# Marzocchi Corsa SL LR / 2011



## Yeco (Jan 12, 2011)

Hola a Todos los Bikers de este foro, una pregunta, alguien sabe como esta saliendo la Corsa de Marzocchi, actualmente tengo una SID Team del 04 y quisiera saber si alguno de ustedes conoce de esta suspensión


----------



## Yeco (Jan 12, 2011)

Nadie tiene comentarios de la Corsa?
Saludos


----------



## Yeco (Jan 12, 2011)

Nadie tiene comentarios de la Corsa?
Saludos


----------



## the last biker (Oct 12, 2005)

Yeco said:


> Nadie tiene comentarios de la Corsa?
> Saludos


----------------------------------------------------------------------------------------------------------------------------------

Pues parece que no ,

Saludos


----------



## triphop (Jul 27, 2004)

yo tengo la corsa cento de 2009 (creo que es 2009). Reemplazó una RS Reba que tiraba aceite. El único cambio que noté en desempeño es que la RS era de 115mm y la Corsa de 100mm. Es más fácil de ajustar la presión de aire (no se maneja el aire positivo y negativo de manera separada). No he tenido problema alguno y le he dado buen uso
Creo que las Marzocchi dieron lata un par de años (o tres o cuatro) pero parece que ya han mejorado bastante

saludos!


----------



## Yeco (Jan 12, 2011)

Tarea 1 — Presenta como tabla Markdown, con las columnas «Número» y «Línea», el tramo de las entradas que empieza en la línea que contiene "the oven control" y termina en la que contiene "x=442 y=360", ambas incluidas. Omite las líneas en blanco.

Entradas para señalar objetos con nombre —
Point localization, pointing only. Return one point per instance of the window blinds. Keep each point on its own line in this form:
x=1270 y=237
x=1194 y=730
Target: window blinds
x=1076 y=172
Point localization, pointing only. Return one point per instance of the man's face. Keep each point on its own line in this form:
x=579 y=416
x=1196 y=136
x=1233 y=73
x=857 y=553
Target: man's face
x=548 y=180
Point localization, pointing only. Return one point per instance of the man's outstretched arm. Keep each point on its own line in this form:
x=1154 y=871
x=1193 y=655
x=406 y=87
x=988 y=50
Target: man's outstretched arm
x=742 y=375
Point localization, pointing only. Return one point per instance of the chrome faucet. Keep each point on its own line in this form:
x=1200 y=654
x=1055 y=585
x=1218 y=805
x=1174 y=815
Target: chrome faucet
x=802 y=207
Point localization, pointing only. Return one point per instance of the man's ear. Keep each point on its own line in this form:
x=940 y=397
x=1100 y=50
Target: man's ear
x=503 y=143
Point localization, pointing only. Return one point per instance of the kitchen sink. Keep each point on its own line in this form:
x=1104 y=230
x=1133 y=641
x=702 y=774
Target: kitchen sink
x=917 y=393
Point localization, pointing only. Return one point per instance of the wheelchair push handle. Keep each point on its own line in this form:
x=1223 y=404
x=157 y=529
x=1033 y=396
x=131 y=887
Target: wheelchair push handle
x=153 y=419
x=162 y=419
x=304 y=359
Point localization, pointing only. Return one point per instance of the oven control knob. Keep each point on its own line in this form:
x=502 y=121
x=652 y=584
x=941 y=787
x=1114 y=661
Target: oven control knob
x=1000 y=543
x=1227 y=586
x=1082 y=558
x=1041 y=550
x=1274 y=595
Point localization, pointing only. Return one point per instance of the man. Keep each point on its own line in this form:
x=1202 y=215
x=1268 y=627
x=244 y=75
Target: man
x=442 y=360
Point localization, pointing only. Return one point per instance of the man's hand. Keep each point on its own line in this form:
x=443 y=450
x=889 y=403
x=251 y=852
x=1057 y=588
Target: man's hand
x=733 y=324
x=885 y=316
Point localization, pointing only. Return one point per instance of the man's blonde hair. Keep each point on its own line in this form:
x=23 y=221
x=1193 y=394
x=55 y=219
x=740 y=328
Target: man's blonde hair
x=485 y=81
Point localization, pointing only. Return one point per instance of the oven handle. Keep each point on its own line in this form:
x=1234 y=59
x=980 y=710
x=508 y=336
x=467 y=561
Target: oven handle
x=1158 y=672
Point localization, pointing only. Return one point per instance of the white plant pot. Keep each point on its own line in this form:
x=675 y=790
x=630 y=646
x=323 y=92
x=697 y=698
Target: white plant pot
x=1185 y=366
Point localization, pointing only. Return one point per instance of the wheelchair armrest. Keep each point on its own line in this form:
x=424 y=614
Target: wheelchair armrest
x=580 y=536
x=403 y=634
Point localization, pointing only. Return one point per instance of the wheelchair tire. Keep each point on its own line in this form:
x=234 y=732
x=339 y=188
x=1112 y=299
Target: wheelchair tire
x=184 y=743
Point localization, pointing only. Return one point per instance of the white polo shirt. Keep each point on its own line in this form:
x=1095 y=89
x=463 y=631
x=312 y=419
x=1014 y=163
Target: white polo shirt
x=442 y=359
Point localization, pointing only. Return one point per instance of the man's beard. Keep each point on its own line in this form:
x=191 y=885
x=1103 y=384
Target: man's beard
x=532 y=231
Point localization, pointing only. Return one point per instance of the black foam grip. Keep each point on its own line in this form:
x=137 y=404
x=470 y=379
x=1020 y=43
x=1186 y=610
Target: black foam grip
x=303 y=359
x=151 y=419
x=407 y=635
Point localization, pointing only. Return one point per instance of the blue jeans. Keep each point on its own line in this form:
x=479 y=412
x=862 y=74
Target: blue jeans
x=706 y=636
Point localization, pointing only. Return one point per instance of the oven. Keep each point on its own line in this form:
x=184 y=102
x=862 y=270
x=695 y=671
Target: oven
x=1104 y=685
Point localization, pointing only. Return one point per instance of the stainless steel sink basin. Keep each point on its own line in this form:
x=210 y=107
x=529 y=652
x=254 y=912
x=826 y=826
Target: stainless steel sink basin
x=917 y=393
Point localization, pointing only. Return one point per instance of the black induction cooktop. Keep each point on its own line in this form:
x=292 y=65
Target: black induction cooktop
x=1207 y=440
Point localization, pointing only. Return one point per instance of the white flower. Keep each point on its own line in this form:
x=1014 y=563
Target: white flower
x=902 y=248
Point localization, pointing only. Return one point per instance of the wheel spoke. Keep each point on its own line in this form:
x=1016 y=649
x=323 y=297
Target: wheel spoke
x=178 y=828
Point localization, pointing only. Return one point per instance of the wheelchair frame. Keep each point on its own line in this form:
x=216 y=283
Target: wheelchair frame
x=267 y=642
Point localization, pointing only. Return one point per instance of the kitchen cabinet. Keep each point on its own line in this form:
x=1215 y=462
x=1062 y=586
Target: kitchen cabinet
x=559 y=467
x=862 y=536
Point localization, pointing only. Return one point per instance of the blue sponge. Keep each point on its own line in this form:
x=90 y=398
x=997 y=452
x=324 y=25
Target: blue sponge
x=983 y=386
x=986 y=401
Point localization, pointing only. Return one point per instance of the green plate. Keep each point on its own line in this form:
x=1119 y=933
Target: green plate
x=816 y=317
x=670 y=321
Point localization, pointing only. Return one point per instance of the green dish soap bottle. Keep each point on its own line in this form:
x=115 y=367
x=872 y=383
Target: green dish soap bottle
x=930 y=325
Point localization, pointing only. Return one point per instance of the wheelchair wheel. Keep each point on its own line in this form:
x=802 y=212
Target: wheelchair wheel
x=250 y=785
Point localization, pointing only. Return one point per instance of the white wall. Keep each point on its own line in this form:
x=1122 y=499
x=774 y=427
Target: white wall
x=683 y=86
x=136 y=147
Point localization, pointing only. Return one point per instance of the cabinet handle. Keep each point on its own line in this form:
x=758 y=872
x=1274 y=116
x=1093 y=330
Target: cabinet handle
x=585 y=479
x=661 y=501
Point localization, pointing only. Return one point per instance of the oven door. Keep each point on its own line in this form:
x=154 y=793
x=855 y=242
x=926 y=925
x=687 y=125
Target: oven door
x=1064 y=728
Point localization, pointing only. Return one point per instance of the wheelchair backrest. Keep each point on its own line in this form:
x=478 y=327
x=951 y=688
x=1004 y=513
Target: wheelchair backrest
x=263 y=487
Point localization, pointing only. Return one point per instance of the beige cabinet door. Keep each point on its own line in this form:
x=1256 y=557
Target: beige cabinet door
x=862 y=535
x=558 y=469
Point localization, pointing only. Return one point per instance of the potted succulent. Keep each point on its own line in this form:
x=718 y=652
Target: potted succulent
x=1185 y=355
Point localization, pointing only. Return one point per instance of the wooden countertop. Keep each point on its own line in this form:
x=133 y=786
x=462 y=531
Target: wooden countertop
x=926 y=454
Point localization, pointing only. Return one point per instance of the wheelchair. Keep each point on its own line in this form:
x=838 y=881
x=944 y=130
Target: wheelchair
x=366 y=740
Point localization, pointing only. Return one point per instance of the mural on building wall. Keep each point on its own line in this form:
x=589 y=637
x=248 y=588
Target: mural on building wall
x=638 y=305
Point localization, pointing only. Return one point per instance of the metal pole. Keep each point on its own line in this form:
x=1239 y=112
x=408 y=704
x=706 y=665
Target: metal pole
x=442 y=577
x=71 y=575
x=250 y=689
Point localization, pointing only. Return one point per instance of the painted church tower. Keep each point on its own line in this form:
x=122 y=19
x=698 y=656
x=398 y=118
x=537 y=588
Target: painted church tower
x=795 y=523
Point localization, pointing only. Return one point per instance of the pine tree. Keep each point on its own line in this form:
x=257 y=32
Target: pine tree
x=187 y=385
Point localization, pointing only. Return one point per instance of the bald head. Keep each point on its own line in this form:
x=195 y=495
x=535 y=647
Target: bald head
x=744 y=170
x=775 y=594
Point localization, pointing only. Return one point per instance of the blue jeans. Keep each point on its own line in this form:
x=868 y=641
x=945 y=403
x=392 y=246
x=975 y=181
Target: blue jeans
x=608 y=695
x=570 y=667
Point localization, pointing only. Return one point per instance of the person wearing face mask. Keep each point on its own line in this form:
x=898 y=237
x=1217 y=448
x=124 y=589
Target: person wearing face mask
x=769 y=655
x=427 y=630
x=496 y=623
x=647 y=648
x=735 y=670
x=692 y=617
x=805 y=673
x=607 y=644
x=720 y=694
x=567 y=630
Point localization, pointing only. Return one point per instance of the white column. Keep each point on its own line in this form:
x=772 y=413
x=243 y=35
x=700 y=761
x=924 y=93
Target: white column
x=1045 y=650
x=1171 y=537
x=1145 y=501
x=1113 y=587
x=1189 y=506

Tarea 2 — En el hilo sobre la Marzocchi Corsa, ¿de cuántos milímetros era la Corsa según triphop?

Respuesta del ejercicio 1 —
| Número | Línea |
|---|---|
| 1 | Point localization, pointing only. Return one point per instance of the oven control knob. Keep each point on its own line in this form: |
| 2 | x=502 y=121 |
| 3 | x=652 y=584 |
| 4 | x=941 y=787 |
| 5 | x=1114 y=661 |
| 6 | Target: oven control knob |
| 7 | x=1000 y=543 |
| 8 | x=1227 y=586 |
| 9 | x=1082 y=558 |
| 10 | x=1041 y=550 |
| 11 | x=1274 y=595 |
| 12 | Point localization, pointing only. Return one point per instance of the man. Keep each point on its own line in this form: |
| 13 | x=1202 y=215 |
| 14 | x=1268 y=627 |
| 15 | x=244 y=75 |
| 16 | Target: man |
| 17 | x=442 y=360 |

Respuesta del ejercicio 2 — De 100 mm.